Below are records; reproduce exactly the lines from the first through the one containing "[ ] a point on the woman's eyebrow, one".

◆ **RECORDS SHOWN**
◇ ◇ ◇
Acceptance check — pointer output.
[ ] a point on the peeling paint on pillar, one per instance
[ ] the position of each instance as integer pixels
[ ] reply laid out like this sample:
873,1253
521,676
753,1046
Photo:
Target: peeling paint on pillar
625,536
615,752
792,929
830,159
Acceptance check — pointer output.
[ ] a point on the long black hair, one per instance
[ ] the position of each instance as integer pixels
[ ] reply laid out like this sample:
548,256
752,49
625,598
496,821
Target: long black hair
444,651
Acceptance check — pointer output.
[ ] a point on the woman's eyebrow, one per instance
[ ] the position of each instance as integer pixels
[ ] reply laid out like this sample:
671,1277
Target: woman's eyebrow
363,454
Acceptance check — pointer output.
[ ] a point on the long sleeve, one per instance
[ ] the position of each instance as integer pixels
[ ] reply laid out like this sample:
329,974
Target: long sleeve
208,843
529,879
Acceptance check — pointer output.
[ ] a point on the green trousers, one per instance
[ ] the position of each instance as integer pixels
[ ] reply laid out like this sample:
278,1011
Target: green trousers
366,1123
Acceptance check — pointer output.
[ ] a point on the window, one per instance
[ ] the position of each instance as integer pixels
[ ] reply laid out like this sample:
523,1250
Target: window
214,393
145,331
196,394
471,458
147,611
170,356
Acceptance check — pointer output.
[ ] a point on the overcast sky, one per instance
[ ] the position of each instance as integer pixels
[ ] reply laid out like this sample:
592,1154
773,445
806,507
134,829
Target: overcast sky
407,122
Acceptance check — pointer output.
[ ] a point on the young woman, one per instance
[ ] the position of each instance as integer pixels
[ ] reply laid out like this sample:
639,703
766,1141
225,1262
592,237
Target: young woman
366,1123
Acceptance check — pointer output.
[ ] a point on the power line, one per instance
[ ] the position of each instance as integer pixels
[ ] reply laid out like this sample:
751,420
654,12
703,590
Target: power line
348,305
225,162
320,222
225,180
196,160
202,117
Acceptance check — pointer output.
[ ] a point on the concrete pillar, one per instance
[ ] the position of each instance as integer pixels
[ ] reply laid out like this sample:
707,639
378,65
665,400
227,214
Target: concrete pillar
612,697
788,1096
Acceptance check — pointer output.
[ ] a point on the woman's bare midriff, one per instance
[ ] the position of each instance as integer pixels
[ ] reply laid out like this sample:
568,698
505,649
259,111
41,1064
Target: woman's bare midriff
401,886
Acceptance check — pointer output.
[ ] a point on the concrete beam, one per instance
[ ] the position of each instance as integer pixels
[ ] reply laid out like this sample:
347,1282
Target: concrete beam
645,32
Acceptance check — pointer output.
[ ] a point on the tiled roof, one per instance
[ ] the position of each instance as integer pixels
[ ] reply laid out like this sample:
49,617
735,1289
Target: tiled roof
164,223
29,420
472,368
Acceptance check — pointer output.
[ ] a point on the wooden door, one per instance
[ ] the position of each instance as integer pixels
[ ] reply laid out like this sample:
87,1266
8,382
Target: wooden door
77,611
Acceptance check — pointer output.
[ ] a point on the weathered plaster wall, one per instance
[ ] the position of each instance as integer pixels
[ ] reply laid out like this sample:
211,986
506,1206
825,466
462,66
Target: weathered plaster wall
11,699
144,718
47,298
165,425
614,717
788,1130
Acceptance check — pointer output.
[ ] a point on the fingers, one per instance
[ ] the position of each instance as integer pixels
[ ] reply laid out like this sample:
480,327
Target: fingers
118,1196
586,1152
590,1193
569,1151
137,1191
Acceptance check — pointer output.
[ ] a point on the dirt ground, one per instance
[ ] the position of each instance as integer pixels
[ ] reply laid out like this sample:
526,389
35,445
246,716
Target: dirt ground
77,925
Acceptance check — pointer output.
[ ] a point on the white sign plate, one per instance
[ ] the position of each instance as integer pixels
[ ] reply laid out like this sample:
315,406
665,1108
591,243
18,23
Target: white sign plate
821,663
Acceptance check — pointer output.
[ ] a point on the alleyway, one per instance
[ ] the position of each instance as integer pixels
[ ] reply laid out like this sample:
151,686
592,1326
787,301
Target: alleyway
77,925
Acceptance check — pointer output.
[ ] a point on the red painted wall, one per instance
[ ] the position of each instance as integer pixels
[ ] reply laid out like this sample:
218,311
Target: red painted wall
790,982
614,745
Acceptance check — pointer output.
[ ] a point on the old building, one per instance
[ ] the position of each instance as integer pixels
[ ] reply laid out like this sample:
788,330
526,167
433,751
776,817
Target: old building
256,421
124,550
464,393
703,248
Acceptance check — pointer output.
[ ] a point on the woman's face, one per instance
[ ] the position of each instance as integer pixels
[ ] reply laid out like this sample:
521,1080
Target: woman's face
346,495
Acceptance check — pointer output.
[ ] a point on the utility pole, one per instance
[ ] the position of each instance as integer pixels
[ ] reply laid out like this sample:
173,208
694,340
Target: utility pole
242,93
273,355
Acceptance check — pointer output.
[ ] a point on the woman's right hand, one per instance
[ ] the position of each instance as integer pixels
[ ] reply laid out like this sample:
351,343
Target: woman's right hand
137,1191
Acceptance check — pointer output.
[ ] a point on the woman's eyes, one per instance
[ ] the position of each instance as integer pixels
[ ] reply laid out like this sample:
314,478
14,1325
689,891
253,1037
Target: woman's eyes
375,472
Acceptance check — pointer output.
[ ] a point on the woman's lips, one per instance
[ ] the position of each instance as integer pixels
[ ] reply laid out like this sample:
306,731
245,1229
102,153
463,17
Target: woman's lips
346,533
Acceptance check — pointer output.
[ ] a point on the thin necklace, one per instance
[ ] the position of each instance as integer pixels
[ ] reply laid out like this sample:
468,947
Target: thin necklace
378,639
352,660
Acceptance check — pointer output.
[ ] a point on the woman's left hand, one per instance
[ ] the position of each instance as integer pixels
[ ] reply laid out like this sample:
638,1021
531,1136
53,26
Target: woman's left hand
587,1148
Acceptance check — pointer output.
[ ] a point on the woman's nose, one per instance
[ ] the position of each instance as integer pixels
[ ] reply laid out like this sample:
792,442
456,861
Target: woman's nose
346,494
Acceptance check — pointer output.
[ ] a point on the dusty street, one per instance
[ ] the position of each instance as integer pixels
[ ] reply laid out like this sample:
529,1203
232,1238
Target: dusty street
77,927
◇ ◇ ◇
◆ **RESPONSE**
Acceptance check — pointer output.
[ ] a point on the peeling paint on pillar, one per instance
[ ] the position of each instance as integer pixels
[ ] reply laid out like this sample:
873,1253
521,676
753,1046
Photo:
Target: peeling paint on pillar
625,536
615,752
792,929
830,159
Acceptance check — pointer output.
[ ] a point on the long black hair, one per instance
[ ] the position of each instance as integer pixels
[ ] reply laid out like this sample:
548,256
752,49
625,598
496,821
Target: long black hair
444,651
Acceptance check — pointer output.
[ ] a point on the woman's eyebrow, one per instance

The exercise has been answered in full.